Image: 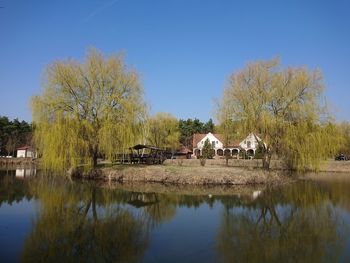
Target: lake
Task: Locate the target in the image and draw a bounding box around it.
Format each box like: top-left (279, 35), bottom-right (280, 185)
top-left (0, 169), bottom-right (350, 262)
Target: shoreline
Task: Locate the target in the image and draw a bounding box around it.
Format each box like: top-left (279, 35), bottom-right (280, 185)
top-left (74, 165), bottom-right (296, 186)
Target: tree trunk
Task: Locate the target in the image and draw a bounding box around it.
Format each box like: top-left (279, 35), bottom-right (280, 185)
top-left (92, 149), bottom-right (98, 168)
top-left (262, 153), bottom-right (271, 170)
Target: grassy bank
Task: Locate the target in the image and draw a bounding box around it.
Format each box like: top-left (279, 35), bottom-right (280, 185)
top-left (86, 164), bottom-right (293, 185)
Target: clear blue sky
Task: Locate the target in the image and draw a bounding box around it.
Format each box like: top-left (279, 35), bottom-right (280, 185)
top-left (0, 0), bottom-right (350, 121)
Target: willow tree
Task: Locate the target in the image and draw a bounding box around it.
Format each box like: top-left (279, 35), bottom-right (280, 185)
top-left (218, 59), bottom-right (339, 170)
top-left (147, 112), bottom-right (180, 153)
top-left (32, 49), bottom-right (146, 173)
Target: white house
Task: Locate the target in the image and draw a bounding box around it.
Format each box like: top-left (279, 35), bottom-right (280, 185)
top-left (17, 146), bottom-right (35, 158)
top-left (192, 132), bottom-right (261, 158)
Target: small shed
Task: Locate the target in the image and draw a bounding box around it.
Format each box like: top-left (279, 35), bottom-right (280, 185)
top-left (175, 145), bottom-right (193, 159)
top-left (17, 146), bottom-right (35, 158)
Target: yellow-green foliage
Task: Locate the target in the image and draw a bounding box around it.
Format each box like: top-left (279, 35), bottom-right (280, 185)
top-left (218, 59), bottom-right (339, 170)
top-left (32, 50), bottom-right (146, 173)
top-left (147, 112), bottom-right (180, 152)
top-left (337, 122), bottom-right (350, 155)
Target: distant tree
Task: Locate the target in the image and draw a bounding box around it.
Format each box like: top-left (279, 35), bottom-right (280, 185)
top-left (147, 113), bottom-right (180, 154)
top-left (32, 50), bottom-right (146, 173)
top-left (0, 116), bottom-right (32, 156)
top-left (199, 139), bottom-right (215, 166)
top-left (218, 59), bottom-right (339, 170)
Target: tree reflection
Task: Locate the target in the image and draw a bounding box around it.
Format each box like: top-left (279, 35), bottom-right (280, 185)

== EXERCISE INSTRUCTIONS ==
Reproduce all of the material above word for word, but leave the pictures out of your copy.

== RESULT OF THE EXERCISE ==
Image: 
Target: lake
Task: Locate the target in the image and draw a bounding box around it.
Format each box like: top-left (279, 35), bottom-right (280, 185)
top-left (0, 169), bottom-right (350, 262)
Target: shoreline
Task: Locate the target in the image and draw a bounding box around it.
Format each box like: top-left (279, 35), bottom-right (280, 185)
top-left (74, 165), bottom-right (296, 186)
Target: tree trunk
Task: Locate the target in the image and draw a bounding box around it.
Format each box like: top-left (279, 35), bottom-right (280, 185)
top-left (92, 149), bottom-right (98, 168)
top-left (262, 153), bottom-right (271, 170)
Target: grassy bank
Task: Locate the target in the image and draw a bounding box around it.
Format each box like: top-left (279, 35), bottom-right (280, 185)
top-left (86, 164), bottom-right (293, 185)
Target: clear blue sky
Task: Locate the target in the image and draw a bounding box around it.
Format each box like: top-left (279, 35), bottom-right (280, 185)
top-left (0, 0), bottom-right (350, 121)
Target: willow tree
Task: Locate the target in the image and draw a bounding box around it.
Format each box like: top-left (279, 35), bottom-right (280, 185)
top-left (218, 59), bottom-right (339, 170)
top-left (147, 112), bottom-right (180, 153)
top-left (32, 49), bottom-right (146, 173)
Target: white house
Task: Locate the target in the image and draw a bounding box around it.
Format each box like: top-left (279, 35), bottom-right (280, 185)
top-left (17, 146), bottom-right (35, 158)
top-left (192, 132), bottom-right (261, 158)
Target: small shed
Task: Locate the target in the image and draw a bounding box around it.
Format each box like: top-left (279, 35), bottom-right (280, 185)
top-left (175, 145), bottom-right (193, 159)
top-left (17, 146), bottom-right (35, 158)
Target: yellow-green foliage
Task: Locate the target in the image and draw a bounding box around it.
Format each box like: top-left (279, 35), bottom-right (280, 185)
top-left (218, 59), bottom-right (339, 170)
top-left (32, 50), bottom-right (146, 173)
top-left (147, 112), bottom-right (180, 152)
top-left (337, 122), bottom-right (350, 155)
Target: distant tree
Task: Locate the target in the image and draw a bounding box around it.
Format each box like: top-left (279, 35), bottom-right (280, 185)
top-left (147, 113), bottom-right (180, 154)
top-left (32, 50), bottom-right (146, 173)
top-left (0, 116), bottom-right (32, 156)
top-left (199, 139), bottom-right (215, 166)
top-left (218, 59), bottom-right (339, 170)
Target: tree reflection
Task: Locate the target in the image and draw a bounding box around it.
Format each box like: top-left (279, 35), bottom-right (280, 185)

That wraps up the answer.